TASK BRIEF = Write out, exactly as they appear, only the lines running from the line with "Find the chopped" to the final line of the listing; include both.

EXCERPTED DATA =
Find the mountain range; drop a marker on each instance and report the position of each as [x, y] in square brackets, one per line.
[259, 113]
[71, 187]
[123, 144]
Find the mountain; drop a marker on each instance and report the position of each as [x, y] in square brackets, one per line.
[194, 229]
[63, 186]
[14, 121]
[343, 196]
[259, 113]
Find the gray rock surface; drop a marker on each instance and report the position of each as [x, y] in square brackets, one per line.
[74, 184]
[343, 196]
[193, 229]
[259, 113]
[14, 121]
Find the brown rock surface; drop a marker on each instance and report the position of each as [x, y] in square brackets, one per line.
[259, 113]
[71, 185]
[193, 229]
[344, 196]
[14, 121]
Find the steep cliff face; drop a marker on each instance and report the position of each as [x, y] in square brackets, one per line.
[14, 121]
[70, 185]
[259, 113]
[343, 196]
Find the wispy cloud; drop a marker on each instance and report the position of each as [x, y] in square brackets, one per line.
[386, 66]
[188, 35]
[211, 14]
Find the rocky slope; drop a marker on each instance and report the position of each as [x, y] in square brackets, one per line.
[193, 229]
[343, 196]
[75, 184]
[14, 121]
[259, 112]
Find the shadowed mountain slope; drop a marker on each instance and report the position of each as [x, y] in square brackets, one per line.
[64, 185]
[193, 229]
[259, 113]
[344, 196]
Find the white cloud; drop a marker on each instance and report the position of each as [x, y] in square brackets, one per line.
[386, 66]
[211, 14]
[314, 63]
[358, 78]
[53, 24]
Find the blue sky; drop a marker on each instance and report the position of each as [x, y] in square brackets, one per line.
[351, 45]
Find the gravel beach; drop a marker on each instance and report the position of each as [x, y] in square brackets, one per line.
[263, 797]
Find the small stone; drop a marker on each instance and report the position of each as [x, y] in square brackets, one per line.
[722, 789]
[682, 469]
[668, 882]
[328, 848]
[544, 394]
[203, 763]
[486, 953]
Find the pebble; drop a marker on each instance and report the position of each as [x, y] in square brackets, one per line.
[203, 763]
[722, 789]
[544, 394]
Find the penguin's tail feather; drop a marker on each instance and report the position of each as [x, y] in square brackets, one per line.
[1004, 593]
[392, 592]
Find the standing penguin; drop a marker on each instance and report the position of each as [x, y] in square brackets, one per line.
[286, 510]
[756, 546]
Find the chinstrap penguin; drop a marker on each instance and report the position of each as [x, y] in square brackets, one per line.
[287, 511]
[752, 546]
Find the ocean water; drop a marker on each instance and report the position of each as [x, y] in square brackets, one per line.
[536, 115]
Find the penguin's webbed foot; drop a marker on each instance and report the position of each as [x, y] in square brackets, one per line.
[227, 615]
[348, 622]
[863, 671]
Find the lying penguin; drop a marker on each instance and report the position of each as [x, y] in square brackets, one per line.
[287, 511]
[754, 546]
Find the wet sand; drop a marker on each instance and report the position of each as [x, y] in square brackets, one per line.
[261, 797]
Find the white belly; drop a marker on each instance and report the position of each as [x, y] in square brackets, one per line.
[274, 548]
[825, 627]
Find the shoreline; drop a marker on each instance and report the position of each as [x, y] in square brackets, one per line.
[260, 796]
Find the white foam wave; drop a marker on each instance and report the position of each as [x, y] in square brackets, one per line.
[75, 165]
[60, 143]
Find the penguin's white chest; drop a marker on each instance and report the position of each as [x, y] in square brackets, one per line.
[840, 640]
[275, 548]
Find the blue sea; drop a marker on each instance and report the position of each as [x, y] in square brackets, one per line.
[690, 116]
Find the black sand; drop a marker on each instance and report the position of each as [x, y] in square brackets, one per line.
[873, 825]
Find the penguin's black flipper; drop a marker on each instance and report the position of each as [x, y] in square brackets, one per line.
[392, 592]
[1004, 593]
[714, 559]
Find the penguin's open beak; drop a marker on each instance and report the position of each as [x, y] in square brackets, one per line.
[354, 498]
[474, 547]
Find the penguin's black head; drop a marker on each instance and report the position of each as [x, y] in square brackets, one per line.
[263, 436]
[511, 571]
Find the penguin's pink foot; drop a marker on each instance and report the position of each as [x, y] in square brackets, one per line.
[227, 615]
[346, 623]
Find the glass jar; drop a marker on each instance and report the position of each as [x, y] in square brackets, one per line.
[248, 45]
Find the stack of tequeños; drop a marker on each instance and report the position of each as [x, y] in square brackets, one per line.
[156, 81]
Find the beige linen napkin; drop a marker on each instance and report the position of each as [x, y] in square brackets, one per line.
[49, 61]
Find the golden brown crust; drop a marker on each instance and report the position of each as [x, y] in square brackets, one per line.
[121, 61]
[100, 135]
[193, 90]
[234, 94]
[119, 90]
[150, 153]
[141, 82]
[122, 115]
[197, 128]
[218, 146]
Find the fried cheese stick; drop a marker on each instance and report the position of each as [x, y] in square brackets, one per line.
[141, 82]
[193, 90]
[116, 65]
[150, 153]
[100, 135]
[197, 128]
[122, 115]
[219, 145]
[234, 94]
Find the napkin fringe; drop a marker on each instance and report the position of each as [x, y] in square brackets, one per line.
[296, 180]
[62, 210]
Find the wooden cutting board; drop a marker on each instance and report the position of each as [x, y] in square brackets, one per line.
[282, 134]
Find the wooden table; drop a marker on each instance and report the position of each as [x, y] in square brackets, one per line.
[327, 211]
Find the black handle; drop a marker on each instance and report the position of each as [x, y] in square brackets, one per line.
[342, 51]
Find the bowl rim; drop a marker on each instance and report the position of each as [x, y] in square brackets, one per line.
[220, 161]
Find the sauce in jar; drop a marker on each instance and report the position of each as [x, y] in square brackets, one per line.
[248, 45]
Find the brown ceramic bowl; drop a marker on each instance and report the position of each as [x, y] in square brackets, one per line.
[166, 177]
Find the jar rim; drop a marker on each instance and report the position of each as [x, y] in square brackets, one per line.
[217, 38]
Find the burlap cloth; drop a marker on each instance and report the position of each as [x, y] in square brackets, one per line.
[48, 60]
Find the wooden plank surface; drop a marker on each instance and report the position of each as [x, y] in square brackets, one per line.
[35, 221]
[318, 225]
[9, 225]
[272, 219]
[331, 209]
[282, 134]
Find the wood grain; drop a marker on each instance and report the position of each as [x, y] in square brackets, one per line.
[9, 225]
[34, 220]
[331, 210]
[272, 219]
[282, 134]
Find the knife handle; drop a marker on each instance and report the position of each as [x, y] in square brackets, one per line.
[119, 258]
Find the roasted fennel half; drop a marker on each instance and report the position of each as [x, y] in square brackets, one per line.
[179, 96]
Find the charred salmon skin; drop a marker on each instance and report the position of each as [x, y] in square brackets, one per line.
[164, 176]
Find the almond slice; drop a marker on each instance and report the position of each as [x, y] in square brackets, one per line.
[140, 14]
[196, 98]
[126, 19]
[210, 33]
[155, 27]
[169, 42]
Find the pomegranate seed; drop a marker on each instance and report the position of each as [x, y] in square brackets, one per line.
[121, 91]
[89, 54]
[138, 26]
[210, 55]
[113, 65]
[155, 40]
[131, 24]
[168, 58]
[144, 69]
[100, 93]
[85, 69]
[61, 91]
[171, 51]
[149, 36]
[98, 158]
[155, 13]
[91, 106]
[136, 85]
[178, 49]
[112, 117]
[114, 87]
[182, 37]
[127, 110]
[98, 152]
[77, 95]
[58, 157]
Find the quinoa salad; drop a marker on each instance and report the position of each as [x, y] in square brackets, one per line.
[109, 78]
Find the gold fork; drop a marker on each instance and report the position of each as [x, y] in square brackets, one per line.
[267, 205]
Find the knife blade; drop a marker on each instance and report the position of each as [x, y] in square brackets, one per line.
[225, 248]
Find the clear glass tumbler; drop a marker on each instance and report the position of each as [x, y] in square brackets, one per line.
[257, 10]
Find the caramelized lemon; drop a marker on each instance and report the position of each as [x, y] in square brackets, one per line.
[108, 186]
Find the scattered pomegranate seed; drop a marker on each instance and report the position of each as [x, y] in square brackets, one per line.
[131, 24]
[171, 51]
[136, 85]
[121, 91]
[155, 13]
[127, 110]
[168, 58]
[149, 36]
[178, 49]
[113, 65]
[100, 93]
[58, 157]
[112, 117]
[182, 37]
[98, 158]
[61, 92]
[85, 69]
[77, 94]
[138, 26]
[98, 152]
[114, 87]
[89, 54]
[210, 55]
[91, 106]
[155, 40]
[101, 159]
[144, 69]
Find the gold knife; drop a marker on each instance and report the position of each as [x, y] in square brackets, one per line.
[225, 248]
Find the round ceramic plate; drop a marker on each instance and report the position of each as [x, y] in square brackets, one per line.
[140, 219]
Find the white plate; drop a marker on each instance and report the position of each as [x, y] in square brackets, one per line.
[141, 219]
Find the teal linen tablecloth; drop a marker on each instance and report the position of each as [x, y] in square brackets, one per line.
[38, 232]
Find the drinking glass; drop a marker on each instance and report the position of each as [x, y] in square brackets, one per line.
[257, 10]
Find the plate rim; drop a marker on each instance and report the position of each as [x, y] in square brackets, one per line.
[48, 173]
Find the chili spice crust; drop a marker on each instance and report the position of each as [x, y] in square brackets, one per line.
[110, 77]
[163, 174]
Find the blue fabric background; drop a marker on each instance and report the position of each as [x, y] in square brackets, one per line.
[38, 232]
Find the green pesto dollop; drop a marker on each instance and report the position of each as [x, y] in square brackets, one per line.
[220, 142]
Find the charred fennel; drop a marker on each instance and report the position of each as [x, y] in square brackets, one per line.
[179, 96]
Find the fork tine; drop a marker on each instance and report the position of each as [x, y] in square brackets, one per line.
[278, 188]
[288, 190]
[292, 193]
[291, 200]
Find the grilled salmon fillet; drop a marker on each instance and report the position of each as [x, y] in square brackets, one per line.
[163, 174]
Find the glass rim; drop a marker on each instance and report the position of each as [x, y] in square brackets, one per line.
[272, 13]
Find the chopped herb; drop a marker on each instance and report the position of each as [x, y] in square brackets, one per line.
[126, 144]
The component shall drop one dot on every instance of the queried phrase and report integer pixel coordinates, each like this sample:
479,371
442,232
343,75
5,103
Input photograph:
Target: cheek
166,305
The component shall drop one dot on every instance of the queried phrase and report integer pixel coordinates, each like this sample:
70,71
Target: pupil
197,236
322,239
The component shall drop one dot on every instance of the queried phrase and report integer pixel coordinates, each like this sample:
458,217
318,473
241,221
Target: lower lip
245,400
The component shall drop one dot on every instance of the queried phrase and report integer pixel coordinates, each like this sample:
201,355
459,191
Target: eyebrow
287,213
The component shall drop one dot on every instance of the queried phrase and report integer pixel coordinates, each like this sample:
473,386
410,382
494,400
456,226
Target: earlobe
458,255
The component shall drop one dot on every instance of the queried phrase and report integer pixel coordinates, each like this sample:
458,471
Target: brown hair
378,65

ANSWER TO THIS EXERCISE =
Find the chopped herb; drop a marker on each instance and report the position of each as [x, y] in square brackets, one per line.
[126, 144]
The component shall drop one dot on every instance of the queried phrase and report integer pixel coordinates, each like this sample:
479,371
442,232
343,75
5,103
Input photograph:
Target: cheek
166,305
The component shall drop one dot on every instance of the queried phrase and report integer pixel coordinates, each like this sample:
70,71
Target: pupil
197,236
322,239
The component shall drop one dot on every instance of the queried phrase and report integer pixel coordinates, each like this sample:
458,217
318,473
241,221
Target: lower lip
245,400
The component shall drop one dot on every instance of the queried phrase and report integer pixel coordinates, each like this sample:
201,355
459,191
Target: eyebrow
287,213
The component shall drop one dot on every instance of the queried phrase and report integer pixel coordinates, each like this sample:
473,386
410,382
494,400
456,226
Target: earlobe
458,255
The component shall drop one dot on every instance of the queried phrase and report integer pixel coordinates, each like this sample:
458,471
Target: brown hair
378,65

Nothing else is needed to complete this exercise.